- **EXERCISE GOAL**: Give every line from the start of the rows below through the line containing "167 42 L 167" as a numbered list, leaving out blank lines.

- **PROVIDED INFORMATION**:
-*-*-

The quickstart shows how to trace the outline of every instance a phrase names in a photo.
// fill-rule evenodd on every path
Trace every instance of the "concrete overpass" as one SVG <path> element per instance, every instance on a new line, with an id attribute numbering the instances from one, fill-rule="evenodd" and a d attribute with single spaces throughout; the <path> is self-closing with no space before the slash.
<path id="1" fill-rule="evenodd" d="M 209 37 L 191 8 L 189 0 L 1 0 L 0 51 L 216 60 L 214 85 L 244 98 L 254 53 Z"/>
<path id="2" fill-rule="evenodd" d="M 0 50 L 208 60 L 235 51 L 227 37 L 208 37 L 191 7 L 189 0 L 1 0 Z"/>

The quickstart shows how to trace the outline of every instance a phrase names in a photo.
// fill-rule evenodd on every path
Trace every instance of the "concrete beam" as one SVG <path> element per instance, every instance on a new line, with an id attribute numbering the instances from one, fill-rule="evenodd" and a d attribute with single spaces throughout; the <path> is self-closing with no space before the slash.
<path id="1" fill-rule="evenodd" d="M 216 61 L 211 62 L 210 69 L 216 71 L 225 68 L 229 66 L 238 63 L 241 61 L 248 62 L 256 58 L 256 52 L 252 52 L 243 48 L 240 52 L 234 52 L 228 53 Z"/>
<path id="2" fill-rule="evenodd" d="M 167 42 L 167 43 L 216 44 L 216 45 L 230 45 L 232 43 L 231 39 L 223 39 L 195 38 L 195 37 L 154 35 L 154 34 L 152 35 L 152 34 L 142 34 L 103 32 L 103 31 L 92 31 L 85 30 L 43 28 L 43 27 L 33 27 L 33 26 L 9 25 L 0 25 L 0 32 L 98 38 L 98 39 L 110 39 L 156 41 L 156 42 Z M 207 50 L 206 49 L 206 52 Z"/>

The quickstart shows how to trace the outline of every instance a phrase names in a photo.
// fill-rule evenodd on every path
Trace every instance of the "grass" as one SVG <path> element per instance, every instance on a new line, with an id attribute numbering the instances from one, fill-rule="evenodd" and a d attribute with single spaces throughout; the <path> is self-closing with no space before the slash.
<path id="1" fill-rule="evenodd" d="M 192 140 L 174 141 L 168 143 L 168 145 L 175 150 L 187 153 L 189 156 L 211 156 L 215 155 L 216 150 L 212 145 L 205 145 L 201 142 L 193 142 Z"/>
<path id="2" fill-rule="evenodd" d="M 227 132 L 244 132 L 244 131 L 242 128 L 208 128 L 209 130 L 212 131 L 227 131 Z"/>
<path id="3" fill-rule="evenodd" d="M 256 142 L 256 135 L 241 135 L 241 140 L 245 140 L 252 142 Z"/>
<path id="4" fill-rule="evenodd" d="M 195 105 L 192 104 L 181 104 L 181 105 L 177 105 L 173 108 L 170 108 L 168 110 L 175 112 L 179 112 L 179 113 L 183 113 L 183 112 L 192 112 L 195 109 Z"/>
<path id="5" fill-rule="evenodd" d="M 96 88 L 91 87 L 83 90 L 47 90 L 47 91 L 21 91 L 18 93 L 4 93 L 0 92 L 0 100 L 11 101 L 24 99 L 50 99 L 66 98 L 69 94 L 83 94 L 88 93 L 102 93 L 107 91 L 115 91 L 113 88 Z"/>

-*-*-

- **WRITTEN SOLUTION**:
1. The quickstart shows how to trace the outline of every instance a phrase names in a photo.
2. // fill-rule evenodd on every path
3. Trace every instance of the "concrete overpass" as one SVG <path> element per instance, every instance on a new line, with an id attribute numbering the instances from one, fill-rule="evenodd" and a d attribute with single spaces throughout; the <path> is self-closing with no space before the slash.
4. <path id="1" fill-rule="evenodd" d="M 209 37 L 191 8 L 189 0 L 1 0 L 0 51 L 216 60 L 214 85 L 244 98 L 254 53 Z"/>
5. <path id="2" fill-rule="evenodd" d="M 0 50 L 208 60 L 235 51 L 227 37 L 208 37 L 191 7 L 189 0 L 1 0 Z"/>
6. The quickstart shows how to trace the outline of every instance a phrase names in a photo.
7. // fill-rule evenodd on every path
8. Trace every instance of the "concrete beam" as one SVG <path> element per instance, every instance on a new line, with an id attribute numbering the instances from one, fill-rule="evenodd" and a d attribute with single spaces throughout; the <path> is self-closing with no space before the slash.
9. <path id="1" fill-rule="evenodd" d="M 216 61 L 211 62 L 210 69 L 216 71 L 225 68 L 229 66 L 238 63 L 241 61 L 248 62 L 256 58 L 256 52 L 252 52 L 243 48 L 240 52 L 234 52 L 228 53 Z"/>
10. <path id="2" fill-rule="evenodd" d="M 167 42 L 167 43 L 216 44 L 216 45 L 230 45 L 232 43 L 231 39 L 223 39 L 195 38 L 195 37 L 154 35 L 154 34 L 152 35 L 152 34 L 142 34 L 103 32 L 103 31 L 92 31 L 85 30 L 43 28 L 43 27 L 33 27 L 33 26 L 9 25 L 0 25 L 0 32 L 98 38 L 98 39 L 110 39 L 156 41 L 156 42 Z M 207 50 L 206 49 L 206 52 Z"/>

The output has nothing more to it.